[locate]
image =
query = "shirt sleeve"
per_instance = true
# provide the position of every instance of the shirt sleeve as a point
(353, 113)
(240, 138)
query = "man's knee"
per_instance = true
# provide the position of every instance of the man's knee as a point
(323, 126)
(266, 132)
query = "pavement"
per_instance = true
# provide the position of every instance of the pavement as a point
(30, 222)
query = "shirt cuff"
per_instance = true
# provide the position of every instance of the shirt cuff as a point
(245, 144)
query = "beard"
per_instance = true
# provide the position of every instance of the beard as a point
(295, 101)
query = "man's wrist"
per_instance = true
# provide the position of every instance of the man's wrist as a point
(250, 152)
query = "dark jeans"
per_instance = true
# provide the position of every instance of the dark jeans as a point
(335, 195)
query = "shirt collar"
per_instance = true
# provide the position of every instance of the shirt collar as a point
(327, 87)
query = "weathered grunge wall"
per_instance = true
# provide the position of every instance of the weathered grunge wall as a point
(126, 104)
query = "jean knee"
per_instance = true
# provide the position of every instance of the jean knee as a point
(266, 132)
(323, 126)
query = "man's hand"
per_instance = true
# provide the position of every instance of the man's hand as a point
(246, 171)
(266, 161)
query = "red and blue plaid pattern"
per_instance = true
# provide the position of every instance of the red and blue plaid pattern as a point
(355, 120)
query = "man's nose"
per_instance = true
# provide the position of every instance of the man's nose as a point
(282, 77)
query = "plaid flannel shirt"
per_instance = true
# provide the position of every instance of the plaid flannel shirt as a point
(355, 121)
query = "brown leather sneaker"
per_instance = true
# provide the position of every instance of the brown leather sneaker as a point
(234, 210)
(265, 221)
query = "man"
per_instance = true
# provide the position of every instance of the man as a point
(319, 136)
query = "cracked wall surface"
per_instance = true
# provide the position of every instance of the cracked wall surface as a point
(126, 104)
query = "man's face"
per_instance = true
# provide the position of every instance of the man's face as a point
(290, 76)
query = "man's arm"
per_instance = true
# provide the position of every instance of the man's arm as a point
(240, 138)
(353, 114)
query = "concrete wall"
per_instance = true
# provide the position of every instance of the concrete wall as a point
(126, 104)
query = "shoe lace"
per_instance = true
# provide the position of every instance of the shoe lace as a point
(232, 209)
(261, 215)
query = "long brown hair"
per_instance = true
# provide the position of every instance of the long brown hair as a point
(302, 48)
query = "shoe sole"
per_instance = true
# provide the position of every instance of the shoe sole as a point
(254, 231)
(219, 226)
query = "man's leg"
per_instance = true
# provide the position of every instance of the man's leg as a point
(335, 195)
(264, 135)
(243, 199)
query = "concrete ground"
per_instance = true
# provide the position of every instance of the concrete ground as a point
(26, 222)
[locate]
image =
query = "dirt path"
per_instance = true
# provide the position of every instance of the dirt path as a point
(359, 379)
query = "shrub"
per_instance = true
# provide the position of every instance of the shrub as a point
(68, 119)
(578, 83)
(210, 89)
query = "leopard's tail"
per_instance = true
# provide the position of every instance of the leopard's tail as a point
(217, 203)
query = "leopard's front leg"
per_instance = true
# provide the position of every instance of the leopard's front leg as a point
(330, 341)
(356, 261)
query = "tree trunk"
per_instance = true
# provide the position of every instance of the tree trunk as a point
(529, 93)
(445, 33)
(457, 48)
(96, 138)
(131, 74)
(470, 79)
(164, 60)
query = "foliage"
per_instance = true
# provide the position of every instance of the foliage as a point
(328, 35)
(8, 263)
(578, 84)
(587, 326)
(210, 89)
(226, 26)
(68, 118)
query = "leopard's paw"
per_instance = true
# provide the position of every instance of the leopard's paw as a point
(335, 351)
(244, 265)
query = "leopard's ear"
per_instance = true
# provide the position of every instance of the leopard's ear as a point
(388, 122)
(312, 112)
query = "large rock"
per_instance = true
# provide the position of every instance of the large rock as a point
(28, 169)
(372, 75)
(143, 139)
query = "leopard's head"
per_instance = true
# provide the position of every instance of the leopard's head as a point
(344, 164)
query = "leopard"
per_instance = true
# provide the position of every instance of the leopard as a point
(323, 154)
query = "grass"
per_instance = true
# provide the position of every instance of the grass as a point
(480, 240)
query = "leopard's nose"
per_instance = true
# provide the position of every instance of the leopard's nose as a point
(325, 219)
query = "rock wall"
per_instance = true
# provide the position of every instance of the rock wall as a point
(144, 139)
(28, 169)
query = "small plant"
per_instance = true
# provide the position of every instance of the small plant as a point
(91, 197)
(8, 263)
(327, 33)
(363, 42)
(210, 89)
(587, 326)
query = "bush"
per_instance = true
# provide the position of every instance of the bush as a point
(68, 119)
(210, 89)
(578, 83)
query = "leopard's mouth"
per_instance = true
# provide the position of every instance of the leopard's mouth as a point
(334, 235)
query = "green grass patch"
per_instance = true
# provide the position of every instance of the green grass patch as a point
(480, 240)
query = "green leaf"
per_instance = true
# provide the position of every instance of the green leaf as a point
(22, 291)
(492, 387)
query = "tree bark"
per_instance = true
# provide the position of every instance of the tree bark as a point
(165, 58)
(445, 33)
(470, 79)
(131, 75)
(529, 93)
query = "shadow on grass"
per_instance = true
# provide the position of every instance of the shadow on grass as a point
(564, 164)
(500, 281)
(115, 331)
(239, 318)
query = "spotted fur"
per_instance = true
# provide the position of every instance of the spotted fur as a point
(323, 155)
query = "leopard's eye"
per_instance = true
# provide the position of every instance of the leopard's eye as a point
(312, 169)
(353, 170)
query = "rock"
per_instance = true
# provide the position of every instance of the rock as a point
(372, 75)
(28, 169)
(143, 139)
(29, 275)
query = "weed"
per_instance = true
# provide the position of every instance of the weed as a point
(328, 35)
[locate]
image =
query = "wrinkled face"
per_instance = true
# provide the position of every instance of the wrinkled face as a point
○ ○ ○ ○
> _Task objective_:
Go through the listing above and report how many of its lines contain the word "wrinkled", with only the number as output.

> _Response area_:
2